_ACTIVITY_
Return every line from the records below with the string "Mark".

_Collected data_
************

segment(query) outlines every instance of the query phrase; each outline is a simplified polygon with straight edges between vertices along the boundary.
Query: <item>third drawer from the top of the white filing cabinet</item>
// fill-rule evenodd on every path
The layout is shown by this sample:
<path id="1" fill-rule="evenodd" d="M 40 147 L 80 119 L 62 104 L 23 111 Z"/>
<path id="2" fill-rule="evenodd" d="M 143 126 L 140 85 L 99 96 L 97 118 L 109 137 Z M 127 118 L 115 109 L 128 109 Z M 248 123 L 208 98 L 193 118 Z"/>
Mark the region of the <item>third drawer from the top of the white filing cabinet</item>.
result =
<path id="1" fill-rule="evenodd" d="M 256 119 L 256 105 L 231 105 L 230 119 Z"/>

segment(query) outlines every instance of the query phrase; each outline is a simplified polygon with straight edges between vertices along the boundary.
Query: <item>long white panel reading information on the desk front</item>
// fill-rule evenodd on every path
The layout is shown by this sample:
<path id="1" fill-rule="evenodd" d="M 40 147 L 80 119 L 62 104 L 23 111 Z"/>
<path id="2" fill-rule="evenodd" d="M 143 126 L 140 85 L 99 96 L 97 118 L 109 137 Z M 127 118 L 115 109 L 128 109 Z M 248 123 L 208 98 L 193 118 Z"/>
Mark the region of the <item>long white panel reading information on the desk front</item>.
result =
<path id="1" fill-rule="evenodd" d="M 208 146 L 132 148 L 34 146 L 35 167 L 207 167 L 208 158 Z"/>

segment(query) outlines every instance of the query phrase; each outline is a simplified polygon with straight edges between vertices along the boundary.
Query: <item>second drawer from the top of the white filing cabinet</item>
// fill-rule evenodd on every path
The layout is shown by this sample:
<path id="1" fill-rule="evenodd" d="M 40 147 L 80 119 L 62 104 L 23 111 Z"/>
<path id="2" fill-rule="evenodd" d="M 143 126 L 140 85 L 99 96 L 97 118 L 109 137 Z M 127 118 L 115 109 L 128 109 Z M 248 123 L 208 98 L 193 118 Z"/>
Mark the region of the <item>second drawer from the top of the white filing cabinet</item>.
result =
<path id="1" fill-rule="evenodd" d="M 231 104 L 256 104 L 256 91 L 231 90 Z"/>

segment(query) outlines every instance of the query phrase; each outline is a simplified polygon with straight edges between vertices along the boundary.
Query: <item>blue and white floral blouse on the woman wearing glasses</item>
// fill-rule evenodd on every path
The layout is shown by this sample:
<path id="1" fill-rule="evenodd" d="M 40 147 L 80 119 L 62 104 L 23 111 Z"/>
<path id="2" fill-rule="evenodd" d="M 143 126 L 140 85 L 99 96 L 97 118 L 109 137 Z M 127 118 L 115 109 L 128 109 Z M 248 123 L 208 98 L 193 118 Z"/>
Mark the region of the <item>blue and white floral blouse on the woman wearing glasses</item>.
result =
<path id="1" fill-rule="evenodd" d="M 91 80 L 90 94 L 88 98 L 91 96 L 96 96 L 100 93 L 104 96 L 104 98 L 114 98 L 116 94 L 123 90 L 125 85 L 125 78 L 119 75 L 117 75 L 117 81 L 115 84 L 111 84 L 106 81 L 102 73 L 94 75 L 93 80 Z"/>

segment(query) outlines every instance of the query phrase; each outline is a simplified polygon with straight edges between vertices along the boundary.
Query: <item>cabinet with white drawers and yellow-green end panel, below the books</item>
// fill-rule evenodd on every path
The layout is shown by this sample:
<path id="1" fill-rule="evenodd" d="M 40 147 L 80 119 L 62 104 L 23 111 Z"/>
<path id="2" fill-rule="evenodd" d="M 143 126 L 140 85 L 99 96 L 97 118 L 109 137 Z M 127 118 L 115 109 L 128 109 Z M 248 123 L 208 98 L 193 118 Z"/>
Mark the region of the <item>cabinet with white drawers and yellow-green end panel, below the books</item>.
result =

************

_RESPONSE_
Mark the region of the <item>third drawer from the top of the white filing cabinet</item>.
Mark the region of the <item>long white panel reading information on the desk front</item>.
Mark the region of the <item>second drawer from the top of the white filing cabinet</item>.
Mark the region of the <item>blue and white floral blouse on the woman wearing glasses</item>.
Mark the region of the <item>cabinet with white drawers and yellow-green end panel, below the books</item>.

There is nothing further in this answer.